* _Exercise text_:
-------

I believe there are two parts to this. The first part about the CM working out a compromise is in my view, unexceptionable. There was nothing preventing the producers of this movie from sticking to the law & filing necessary complaints except that they won't help much in the real world. There is a lot of double speak by the film community on Raj Thackeray & the MNS. They have cut deals with this guy before too, I believe this producer has done it too (Wake Up Sid). When you play along with this guy, why do they expect that the guy won't come back for repeats? To that extent, the CM being involved is ok though it should have preferably been done behind closed doors and the CM should not have been involved in the nitty gritty, especially when the producers are being asked to forswear something which is not illegal - working/casting Pakistani actors etc. Best to have allowed this to be resolved directly with Raj Thackeray & the film producers.
The second part is the one involving money. The CM should have certainly not been involved in anything that remotely looked like extortion, though in my opinion, there is nothing remote about that in this case and it would be difficult for anyone neutral not to see this as an extortion regardless of the legal niceties. This is where the CM has brought his office & himself into disrepute notwithstanding his denials.
I must disagree, with respect to your views on the practice being an existing one, which is a good argument, but not good enough.
Let us leave aside the collusion that you have pointed towards. Neither of the parties is bound by oath to uphold the Constitution. You may ask if a citizen needs to have sworn an oath to be obliged to uphold the constitution of the country. The answer is - morally, no, but it is done in the case of an office-holder to ensure that there is an added emphasis on the importance of the constitution and its provisions.
The CM is bound therein. He cannot say anything in exoneration. Saying that he was going along with an existing practice and did not initiate it is not good enough. In that case, any office-holder, anywhere, can plead compliance with customary practice which just so happens to be in contradiction of the constitution. We could call it the Kalyan Singh defence: that turd, as CM of UP, committed himself to upholding the rule of law at the site of the gathering at the Babri Masjid, and then cynically betrayed his commitment with clinical detachment.

-------

* _Data under study_:
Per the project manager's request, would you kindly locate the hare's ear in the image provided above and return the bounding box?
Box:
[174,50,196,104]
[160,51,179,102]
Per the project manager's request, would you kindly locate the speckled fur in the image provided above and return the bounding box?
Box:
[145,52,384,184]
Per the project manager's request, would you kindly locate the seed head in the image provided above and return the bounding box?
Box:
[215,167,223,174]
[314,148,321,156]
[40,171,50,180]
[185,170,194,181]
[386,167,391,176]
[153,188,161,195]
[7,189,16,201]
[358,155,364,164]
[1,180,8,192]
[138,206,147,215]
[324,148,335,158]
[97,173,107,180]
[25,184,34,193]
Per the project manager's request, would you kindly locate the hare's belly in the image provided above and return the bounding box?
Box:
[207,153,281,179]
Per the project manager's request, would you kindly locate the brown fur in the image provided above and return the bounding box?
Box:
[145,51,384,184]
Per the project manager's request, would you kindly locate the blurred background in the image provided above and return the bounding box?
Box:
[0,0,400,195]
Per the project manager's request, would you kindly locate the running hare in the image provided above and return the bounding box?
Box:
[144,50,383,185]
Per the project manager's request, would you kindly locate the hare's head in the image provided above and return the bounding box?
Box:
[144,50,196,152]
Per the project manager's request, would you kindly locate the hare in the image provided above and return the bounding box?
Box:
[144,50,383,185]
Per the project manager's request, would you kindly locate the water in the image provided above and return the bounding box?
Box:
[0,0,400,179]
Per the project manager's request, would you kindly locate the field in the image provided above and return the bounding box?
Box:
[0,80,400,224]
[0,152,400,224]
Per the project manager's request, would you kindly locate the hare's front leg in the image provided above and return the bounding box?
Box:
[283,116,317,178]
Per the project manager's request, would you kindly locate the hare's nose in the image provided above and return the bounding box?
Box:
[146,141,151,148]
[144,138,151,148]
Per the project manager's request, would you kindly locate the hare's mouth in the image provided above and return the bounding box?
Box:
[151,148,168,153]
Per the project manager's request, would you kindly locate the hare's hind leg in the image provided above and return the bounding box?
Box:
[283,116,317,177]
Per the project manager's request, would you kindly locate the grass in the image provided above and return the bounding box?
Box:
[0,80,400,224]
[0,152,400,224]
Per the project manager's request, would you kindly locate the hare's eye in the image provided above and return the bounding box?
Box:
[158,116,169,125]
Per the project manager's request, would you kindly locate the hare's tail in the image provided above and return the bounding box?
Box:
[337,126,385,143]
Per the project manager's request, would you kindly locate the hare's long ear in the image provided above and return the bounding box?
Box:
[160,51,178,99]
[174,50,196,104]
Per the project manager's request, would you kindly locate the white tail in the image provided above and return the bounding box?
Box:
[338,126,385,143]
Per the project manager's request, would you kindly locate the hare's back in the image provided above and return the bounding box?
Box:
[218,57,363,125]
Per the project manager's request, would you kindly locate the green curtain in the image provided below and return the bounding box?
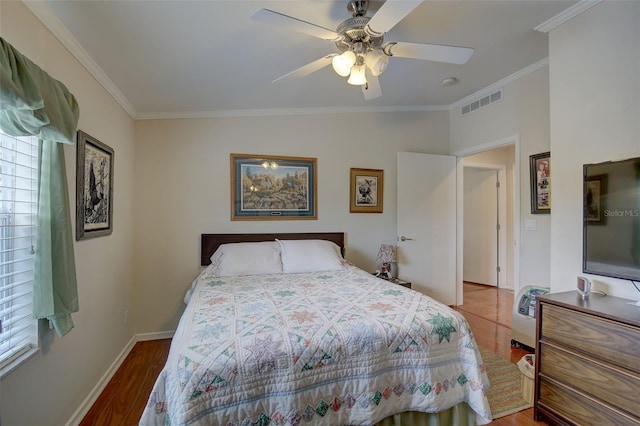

-------

* _Exercise instructions_:
(a) List every distinct abbreviation written in all capital letters that appears in the commentary on the CM's dealings with the film producers.
(b) Reproduce the part of the commentary on the CM's dealings with the film producers that opens with the words containing "Let us leave" and closes with "and its provisions.".
(c) Write the next part of the commentary on the CM's dealings with the film producers, picking up after its final sentence.

* _Set of answers_:
(a)
CM
MNS
UP

(b)
Let us leave aside the collusion that you have pointed towards. Neither of the parties is bound by oath to uphold the Constitution. You may ask if a citizen needs to have sworn an oath to be obliged to uphold the constitution of the country. The answer is - morally, no, but it is done in the case of an office-holder to ensure that there is an added emphasis on the importance of the constitution and its provisions.

(c)
In this case, for the CM to descend to these depths is horrifying. We have climbed down yet another step. This kind of deal-brokering is done, for pay, by corrupt policemen and thanadars. The reason why the police is typically uninterested in any citizen lodging an FIR is because they want to know about only those things where there are prospects of earning money, either by pursuing the law, or by shielding the guilty from the law. Whoever, whichever has the funds to prevail over the other gets their support. That is, effectively, what has happened here, except that the calculus is of votes and popular support, even of prevention of any sullying of the law and order situation.
For the CM to take recourse to deal-brokering where one party threatens violence against the other is a straightforward acceptance, even of advocacy, of measures other than those compliant with the rule of law. In this view, it is no longer the law that matters; it is who has the greater potential to create trouble. Incidentally, this is precisely why I oppose both the left and the right: their supporting illicit actions which represent (in their view) the interests of a majority of the citizens, or the concerned citizens, or a particular Marxist category or class, rather than an impersonal, detached legal system. According to right and to left, such detachment is neither possible nor desirable; what is important to the right is the will of the religious majority, whether it aligns with the law or not be damned. What is important to the left is the will of the oppressed and down-trodden workers and farmers (workers in the agricultural sector, not land-owning classes), not the law (I hate the Congress for its dynastic rule, but more than that, for their introduction of corruption as a necessary ingredient in Indian politics).
If we dilute the rule of law, and the constitution as a framework for public life, we are on the slippery slope to ruin.
Fadnavis represents just one of those thoughtless robots of the RSS that does not realise the grave consequences of what he, they, and thanks to their negligence, we as an entire nation are putting at stake.
But this was LEGALLY acceptable 'tax' , Negotiated by the State and head of govt. and as such has full state sanction.
MNS had not implemented this 'tax', they demanded it, the state govt. and producers complied and reached an acceptable figure for this 'tax'.
So you are back.
Incidentally, sorry to disappoint you, but an individual legislator has no legal authority to impose a tax. It is then extortion. Only a legislature, or, in rare circumstances, an administration acting in urgency in the absence of a legislature and promulgating an ordinance, can impose a tax. Ordinances themselves have to be sanctioned by the legislature immediately after it reconvenes.
They are the exact opposite you moron. Can you read english and understand what you have read ?
Watch your words. You know from your past experience that you will get penalised. If you edit your post before 11:00 am Wednesday, I will let this pass.